** Begin RECORDS PROVIDED **

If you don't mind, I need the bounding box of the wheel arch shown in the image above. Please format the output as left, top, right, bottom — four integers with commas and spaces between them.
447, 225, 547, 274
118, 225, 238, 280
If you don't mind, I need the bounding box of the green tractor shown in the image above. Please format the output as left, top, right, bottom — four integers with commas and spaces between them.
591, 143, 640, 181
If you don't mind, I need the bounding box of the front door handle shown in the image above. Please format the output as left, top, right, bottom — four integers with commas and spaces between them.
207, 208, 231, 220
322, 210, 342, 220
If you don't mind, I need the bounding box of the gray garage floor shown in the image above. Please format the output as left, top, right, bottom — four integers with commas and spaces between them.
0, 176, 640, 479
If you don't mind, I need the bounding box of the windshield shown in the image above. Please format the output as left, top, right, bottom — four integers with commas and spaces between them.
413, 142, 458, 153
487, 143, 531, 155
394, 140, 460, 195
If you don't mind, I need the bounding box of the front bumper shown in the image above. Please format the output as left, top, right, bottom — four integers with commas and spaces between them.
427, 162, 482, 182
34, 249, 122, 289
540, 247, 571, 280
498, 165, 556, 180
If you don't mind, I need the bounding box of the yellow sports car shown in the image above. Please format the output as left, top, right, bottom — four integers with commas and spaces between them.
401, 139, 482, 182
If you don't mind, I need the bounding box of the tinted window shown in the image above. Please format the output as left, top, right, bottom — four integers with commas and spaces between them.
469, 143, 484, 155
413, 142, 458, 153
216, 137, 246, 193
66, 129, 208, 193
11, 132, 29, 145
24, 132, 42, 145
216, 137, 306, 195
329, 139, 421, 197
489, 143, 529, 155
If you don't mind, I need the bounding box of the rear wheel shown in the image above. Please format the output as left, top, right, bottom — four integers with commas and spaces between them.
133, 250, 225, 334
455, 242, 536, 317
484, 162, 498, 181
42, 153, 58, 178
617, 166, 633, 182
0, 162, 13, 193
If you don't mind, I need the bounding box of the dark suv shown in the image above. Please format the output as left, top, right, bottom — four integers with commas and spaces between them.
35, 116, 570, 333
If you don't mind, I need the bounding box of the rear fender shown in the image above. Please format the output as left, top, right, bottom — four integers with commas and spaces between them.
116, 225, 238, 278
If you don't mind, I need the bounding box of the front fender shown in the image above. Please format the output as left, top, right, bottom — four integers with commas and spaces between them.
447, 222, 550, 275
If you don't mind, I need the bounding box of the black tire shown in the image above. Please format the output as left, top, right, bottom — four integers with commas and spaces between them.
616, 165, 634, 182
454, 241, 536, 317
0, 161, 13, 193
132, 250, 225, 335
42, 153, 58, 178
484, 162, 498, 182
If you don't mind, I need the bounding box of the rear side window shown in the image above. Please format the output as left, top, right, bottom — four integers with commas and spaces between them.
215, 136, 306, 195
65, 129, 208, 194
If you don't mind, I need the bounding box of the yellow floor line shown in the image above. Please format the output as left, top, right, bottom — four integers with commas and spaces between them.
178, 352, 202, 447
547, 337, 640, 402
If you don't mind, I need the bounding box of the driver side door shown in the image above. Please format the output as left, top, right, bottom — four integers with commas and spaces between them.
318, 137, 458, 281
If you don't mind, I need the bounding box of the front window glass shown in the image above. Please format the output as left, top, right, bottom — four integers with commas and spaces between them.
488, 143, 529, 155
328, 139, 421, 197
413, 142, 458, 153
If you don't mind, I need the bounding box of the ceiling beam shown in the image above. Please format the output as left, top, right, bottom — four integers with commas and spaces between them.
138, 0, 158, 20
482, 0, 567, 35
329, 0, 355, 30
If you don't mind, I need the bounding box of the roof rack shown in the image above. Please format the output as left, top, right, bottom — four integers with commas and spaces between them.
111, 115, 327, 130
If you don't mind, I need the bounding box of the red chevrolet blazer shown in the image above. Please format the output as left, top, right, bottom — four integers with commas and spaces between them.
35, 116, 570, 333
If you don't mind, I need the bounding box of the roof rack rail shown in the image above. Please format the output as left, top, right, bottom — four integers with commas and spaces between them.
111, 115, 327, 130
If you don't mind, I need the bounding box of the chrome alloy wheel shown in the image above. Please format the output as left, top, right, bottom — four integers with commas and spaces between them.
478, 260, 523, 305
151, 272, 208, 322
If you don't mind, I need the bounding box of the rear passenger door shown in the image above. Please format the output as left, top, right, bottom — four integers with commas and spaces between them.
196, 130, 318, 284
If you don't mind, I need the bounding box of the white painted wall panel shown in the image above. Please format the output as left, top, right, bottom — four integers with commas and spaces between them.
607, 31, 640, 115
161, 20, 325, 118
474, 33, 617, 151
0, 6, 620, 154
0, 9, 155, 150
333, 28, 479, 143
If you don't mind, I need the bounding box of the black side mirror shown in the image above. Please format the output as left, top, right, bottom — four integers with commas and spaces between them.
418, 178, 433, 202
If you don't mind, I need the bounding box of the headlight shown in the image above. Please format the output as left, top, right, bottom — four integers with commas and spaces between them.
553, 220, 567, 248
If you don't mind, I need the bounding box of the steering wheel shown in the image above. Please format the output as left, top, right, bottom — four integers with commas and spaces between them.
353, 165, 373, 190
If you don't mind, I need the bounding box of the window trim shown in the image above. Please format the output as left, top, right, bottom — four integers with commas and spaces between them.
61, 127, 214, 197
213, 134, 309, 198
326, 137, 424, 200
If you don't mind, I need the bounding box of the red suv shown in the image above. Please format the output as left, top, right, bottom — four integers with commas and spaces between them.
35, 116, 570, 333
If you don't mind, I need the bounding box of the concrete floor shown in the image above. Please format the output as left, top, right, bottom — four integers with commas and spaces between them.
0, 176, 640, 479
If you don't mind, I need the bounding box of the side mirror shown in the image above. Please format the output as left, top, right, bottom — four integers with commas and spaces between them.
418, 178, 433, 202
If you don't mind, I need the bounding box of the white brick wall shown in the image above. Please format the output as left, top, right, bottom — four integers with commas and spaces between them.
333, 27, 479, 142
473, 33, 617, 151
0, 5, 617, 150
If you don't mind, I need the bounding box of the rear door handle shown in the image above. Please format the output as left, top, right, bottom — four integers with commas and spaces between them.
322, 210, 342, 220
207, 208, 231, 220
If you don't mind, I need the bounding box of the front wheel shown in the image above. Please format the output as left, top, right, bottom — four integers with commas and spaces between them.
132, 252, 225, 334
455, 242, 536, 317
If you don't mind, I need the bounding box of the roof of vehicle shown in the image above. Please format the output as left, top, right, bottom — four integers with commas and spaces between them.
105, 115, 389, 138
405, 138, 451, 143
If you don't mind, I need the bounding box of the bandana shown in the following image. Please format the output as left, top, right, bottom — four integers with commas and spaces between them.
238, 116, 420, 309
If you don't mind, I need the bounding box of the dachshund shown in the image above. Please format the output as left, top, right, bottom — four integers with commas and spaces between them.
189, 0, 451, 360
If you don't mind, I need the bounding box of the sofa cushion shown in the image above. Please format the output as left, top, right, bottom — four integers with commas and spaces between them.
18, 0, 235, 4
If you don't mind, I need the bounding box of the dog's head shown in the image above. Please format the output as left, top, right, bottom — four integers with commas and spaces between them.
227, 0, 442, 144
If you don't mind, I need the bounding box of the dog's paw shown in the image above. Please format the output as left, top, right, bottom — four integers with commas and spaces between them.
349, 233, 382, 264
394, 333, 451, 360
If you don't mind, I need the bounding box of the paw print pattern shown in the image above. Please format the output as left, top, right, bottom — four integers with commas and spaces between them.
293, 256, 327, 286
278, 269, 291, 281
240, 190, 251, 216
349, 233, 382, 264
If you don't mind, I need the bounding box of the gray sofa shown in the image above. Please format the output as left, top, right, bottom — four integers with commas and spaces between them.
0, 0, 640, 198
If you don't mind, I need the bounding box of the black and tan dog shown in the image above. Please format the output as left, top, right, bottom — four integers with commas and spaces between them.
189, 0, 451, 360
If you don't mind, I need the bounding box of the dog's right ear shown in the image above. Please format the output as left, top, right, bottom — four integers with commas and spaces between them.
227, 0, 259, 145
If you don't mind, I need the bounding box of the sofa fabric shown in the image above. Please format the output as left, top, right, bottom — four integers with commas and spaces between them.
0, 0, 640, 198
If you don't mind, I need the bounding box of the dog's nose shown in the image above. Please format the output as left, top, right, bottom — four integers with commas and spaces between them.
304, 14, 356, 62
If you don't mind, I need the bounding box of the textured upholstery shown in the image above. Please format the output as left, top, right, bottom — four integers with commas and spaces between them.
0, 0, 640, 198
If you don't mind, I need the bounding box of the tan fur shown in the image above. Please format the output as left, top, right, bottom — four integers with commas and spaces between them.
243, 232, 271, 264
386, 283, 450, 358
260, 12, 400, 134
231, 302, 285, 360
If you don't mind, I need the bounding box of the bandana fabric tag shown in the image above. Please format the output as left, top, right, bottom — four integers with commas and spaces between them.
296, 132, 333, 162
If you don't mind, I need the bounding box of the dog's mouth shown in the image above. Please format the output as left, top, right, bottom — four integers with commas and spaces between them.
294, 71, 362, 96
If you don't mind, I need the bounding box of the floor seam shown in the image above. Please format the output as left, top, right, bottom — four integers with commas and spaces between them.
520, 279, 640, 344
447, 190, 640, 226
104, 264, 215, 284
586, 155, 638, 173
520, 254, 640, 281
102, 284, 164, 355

** End RECORDS PROVIDED **

• [YOUR GOAL] Reproduce the records from the line containing "the dog's nose" through the line containing "304, 14, 356, 62", both ends included, keeping the request as it is. Multiply each bounding-box coordinate in the answer by 1.9 and round to whole numbers, with halves rounded up.

• [REPLY]
If you don't mind, I need the bounding box of the dog's nose shown in the image above. Please format the output as left, top, right, bottom — four integers with commas and spaces between them.
578, 27, 676, 118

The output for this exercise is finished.